- [What you should do]: Reproduce each of the following items word for word, keeping every line in its original order.

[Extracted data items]
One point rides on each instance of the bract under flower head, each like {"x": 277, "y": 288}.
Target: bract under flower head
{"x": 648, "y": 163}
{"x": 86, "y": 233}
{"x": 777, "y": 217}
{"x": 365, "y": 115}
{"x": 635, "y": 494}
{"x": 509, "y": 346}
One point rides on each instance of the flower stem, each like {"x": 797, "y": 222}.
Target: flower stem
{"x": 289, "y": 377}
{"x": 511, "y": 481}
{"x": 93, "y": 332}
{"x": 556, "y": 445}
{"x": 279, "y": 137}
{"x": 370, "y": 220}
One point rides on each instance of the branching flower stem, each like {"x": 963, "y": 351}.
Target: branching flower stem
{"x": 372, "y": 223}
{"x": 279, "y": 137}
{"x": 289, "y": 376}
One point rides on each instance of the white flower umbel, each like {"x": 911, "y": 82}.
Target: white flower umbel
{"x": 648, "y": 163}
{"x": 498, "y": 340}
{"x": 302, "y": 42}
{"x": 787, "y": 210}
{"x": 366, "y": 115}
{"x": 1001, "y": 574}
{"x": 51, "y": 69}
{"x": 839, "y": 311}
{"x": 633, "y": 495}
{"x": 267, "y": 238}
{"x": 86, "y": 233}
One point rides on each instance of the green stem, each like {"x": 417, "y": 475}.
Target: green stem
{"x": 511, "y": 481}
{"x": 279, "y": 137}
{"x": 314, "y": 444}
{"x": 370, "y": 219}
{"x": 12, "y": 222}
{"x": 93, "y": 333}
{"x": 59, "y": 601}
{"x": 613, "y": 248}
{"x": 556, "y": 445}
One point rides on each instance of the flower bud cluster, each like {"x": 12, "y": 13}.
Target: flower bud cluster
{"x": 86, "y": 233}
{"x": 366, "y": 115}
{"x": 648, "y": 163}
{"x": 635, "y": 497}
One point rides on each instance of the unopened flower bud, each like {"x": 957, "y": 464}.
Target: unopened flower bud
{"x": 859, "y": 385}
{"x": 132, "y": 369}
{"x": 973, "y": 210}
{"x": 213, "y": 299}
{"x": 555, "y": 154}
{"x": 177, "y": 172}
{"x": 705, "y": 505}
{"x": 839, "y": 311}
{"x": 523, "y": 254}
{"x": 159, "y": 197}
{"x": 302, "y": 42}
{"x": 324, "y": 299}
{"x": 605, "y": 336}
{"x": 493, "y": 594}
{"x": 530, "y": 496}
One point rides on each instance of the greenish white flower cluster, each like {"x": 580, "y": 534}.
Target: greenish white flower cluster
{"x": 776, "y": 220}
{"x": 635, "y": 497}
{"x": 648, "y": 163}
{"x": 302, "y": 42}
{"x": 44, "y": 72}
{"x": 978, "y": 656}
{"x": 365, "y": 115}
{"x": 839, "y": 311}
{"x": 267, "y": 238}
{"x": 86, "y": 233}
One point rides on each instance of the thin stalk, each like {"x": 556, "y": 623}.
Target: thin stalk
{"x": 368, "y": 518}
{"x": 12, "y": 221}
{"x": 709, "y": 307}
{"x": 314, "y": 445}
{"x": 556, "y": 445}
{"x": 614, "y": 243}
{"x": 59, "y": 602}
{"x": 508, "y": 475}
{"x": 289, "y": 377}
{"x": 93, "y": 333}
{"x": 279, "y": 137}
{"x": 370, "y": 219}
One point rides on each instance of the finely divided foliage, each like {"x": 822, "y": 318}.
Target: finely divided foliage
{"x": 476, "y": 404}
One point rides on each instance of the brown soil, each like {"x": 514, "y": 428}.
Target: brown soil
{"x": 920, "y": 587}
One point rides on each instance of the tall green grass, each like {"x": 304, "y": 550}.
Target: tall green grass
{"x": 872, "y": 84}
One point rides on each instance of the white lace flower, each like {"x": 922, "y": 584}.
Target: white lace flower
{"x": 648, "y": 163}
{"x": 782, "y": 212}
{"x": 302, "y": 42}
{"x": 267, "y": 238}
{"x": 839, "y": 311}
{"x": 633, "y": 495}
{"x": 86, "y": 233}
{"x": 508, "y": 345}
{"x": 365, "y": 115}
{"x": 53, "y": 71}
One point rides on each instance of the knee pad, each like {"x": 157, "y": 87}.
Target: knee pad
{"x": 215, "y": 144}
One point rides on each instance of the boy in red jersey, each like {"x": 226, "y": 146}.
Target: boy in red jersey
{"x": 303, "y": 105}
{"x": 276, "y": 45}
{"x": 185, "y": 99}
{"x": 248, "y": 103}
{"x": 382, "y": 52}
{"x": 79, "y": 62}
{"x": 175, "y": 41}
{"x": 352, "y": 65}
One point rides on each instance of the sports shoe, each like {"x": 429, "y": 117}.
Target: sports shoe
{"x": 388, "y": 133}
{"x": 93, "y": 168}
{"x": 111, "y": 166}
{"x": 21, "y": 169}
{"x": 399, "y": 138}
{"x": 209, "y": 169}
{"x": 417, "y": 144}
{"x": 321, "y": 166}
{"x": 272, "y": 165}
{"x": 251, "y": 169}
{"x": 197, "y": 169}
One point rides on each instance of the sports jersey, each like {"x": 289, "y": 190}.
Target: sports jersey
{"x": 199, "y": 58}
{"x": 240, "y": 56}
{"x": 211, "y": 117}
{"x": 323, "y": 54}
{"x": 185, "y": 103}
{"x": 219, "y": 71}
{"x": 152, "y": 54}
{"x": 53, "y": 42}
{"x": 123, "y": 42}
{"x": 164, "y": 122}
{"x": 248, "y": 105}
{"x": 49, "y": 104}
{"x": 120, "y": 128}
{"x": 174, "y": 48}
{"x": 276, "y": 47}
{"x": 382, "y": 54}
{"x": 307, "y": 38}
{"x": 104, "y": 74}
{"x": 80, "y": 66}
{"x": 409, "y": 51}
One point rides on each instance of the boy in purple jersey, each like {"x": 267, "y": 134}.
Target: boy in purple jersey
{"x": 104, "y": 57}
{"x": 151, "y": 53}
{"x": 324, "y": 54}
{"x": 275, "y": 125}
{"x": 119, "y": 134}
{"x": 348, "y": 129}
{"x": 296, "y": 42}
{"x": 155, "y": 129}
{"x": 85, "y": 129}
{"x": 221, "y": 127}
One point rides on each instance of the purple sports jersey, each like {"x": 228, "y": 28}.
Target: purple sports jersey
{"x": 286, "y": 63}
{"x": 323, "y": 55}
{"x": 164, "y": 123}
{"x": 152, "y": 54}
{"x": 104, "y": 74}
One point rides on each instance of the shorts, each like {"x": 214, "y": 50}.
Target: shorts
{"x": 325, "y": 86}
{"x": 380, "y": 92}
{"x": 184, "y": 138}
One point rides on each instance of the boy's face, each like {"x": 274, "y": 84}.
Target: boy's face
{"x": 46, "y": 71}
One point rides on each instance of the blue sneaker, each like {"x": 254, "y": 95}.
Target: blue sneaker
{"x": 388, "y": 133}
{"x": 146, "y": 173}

- [Expected output]:
One point rides on each instance of the bract under flower head, each like {"x": 277, "y": 288}.
Target: bract under flower head
{"x": 648, "y": 163}
{"x": 86, "y": 233}
{"x": 777, "y": 217}
{"x": 365, "y": 115}
{"x": 635, "y": 494}
{"x": 509, "y": 346}
One point rides on each instance of the flower stem, each like {"x": 797, "y": 222}.
Target: flower stem
{"x": 289, "y": 377}
{"x": 511, "y": 481}
{"x": 93, "y": 332}
{"x": 556, "y": 445}
{"x": 279, "y": 137}
{"x": 370, "y": 220}
One point rides on each instance of the branching flower stem, each like {"x": 963, "y": 351}.
Target: branching flower stem
{"x": 372, "y": 223}
{"x": 279, "y": 137}
{"x": 289, "y": 376}
One point rides on each instance of the white flower umbel, each like {"x": 911, "y": 82}.
Target: white flower umbel
{"x": 648, "y": 163}
{"x": 498, "y": 340}
{"x": 302, "y": 42}
{"x": 787, "y": 210}
{"x": 366, "y": 115}
{"x": 1001, "y": 574}
{"x": 51, "y": 69}
{"x": 839, "y": 311}
{"x": 633, "y": 495}
{"x": 267, "y": 238}
{"x": 86, "y": 233}
One point rides on each instance of the green stem, each like {"x": 417, "y": 475}.
Target: green stem
{"x": 511, "y": 481}
{"x": 279, "y": 137}
{"x": 314, "y": 444}
{"x": 370, "y": 219}
{"x": 12, "y": 222}
{"x": 93, "y": 333}
{"x": 59, "y": 601}
{"x": 613, "y": 248}
{"x": 556, "y": 445}
One point rides on each instance of the flower bud cluster, each like {"x": 12, "y": 13}.
Target: flower bud cluster
{"x": 86, "y": 233}
{"x": 366, "y": 115}
{"x": 648, "y": 163}
{"x": 635, "y": 497}
One point rides on each instance of the unopened flower bud, each like {"x": 957, "y": 464}.
Target: unopened flower bud
{"x": 859, "y": 385}
{"x": 132, "y": 369}
{"x": 973, "y": 210}
{"x": 213, "y": 299}
{"x": 555, "y": 154}
{"x": 177, "y": 172}
{"x": 705, "y": 505}
{"x": 839, "y": 311}
{"x": 523, "y": 254}
{"x": 159, "y": 197}
{"x": 302, "y": 42}
{"x": 324, "y": 299}
{"x": 605, "y": 336}
{"x": 493, "y": 594}
{"x": 530, "y": 496}
One point rides on each instance of the greenish white flower cluster, each like {"x": 580, "y": 534}.
Target: greenish white flower cluster
{"x": 776, "y": 220}
{"x": 635, "y": 497}
{"x": 648, "y": 163}
{"x": 302, "y": 42}
{"x": 44, "y": 72}
{"x": 978, "y": 656}
{"x": 365, "y": 115}
{"x": 839, "y": 311}
{"x": 267, "y": 238}
{"x": 86, "y": 233}
One point rides on each instance of the thin stalk, each like {"x": 556, "y": 623}.
Target: thin stalk
{"x": 368, "y": 518}
{"x": 12, "y": 221}
{"x": 709, "y": 307}
{"x": 314, "y": 445}
{"x": 556, "y": 445}
{"x": 614, "y": 243}
{"x": 59, "y": 602}
{"x": 508, "y": 475}
{"x": 289, "y": 377}
{"x": 93, "y": 333}
{"x": 279, "y": 137}
{"x": 370, "y": 219}
One point rides on each instance of the finely divided foliage, each like {"x": 822, "y": 318}.
Target: finely divided foliage
{"x": 476, "y": 404}
One point rides on each instance of the brown soil, each like {"x": 514, "y": 428}.
Target: brown soil
{"x": 920, "y": 587}
One point rides on each instance of the tall green grass, each like {"x": 304, "y": 550}.
Target: tall green grass
{"x": 872, "y": 84}
One point rides on each instance of the white lace flower, each like {"x": 922, "y": 584}.
Target: white lace flower
{"x": 648, "y": 163}
{"x": 782, "y": 212}
{"x": 302, "y": 42}
{"x": 267, "y": 238}
{"x": 839, "y": 311}
{"x": 633, "y": 495}
{"x": 86, "y": 233}
{"x": 508, "y": 345}
{"x": 365, "y": 115}
{"x": 53, "y": 71}
One point rides on each instance of the knee pad, each like {"x": 157, "y": 87}.
Target: knee pad
{"x": 215, "y": 144}
One point rides on each instance of the boy in red jersey, each like {"x": 226, "y": 146}.
Target: boy in red jersey
{"x": 303, "y": 105}
{"x": 276, "y": 45}
{"x": 185, "y": 99}
{"x": 248, "y": 103}
{"x": 382, "y": 52}
{"x": 79, "y": 62}
{"x": 175, "y": 41}
{"x": 352, "y": 65}
One point rides on each instance of the sports shoe, each like {"x": 429, "y": 117}.
Target: sports shoe
{"x": 388, "y": 133}
{"x": 93, "y": 168}
{"x": 111, "y": 166}
{"x": 21, "y": 169}
{"x": 399, "y": 138}
{"x": 209, "y": 169}
{"x": 417, "y": 144}
{"x": 321, "y": 166}
{"x": 272, "y": 165}
{"x": 251, "y": 169}
{"x": 197, "y": 169}
One point rides on each instance of the sports jersey, each like {"x": 289, "y": 190}.
Target: sports jersey
{"x": 199, "y": 58}
{"x": 240, "y": 56}
{"x": 211, "y": 117}
{"x": 323, "y": 54}
{"x": 185, "y": 103}
{"x": 219, "y": 71}
{"x": 152, "y": 54}
{"x": 53, "y": 42}
{"x": 123, "y": 42}
{"x": 164, "y": 122}
{"x": 248, "y": 105}
{"x": 49, "y": 104}
{"x": 120, "y": 128}
{"x": 174, "y": 48}
{"x": 276, "y": 47}
{"x": 382, "y": 54}
{"x": 307, "y": 38}
{"x": 104, "y": 74}
{"x": 80, "y": 66}
{"x": 409, "y": 51}
One point rides on each instance of the boy in purple jersey, each like {"x": 267, "y": 134}.
Target: boy in purple jersey
{"x": 104, "y": 57}
{"x": 151, "y": 53}
{"x": 324, "y": 54}
{"x": 275, "y": 125}
{"x": 119, "y": 134}
{"x": 348, "y": 129}
{"x": 296, "y": 42}
{"x": 155, "y": 129}
{"x": 85, "y": 129}
{"x": 221, "y": 127}
One point rides on each instance of the purple sports jersey, each like {"x": 228, "y": 28}.
Target: purple sports jersey
{"x": 286, "y": 63}
{"x": 323, "y": 55}
{"x": 164, "y": 123}
{"x": 152, "y": 54}
{"x": 104, "y": 74}
One point rides on each instance of the shorts, each like {"x": 214, "y": 50}.
Target: shorts
{"x": 325, "y": 86}
{"x": 380, "y": 92}
{"x": 184, "y": 138}
One point rides on each instance of the boy's face, each like {"x": 274, "y": 84}.
Target: boy's face
{"x": 46, "y": 71}
One point rides on each instance of the blue sneaker, each like {"x": 254, "y": 95}.
Target: blue sneaker
{"x": 388, "y": 133}
{"x": 146, "y": 173}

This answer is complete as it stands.